◆ What is being asked
Copy the listing word for word, everything from its first line down to and including the line that contains "negative clicks: (28, 123) (24, 141)".

▽

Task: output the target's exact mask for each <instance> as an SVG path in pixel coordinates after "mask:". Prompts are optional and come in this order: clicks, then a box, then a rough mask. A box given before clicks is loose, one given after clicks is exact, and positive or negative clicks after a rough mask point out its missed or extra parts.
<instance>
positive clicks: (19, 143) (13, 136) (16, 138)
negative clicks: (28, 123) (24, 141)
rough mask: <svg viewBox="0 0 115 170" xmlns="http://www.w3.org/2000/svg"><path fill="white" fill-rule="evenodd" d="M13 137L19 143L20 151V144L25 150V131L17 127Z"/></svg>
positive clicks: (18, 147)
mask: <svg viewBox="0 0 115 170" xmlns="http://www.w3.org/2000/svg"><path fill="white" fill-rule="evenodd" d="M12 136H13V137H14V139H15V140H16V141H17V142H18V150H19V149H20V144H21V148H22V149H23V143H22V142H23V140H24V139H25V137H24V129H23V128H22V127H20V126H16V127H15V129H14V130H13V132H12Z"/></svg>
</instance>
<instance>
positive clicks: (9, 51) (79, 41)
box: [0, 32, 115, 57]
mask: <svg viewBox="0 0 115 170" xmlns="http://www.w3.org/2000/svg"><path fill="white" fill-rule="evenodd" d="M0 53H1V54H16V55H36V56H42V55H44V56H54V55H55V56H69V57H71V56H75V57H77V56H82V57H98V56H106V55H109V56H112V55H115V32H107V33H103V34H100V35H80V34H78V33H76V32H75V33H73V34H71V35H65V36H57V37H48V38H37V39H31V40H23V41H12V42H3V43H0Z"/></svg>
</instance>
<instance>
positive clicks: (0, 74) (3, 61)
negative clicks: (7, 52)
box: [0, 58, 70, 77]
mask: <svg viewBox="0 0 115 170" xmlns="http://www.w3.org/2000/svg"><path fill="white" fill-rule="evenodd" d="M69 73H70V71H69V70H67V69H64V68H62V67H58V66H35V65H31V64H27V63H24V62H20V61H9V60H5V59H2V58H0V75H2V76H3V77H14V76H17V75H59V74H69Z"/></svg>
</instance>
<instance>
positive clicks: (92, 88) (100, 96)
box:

△

◆ Written answer
Task: output the target's exact mask for each <instance> as an SVG path in pixel coordinates after "mask:". Prompts are optional and come in this order: clicks, then a box, then a rough mask. A box given before clicks is loose, one given after clicks is exact, and positive or negative clicks after a rough mask point out its missed or extra parts.
<instance>
positive clicks: (19, 143) (13, 136) (16, 138)
negative clicks: (28, 123) (24, 141)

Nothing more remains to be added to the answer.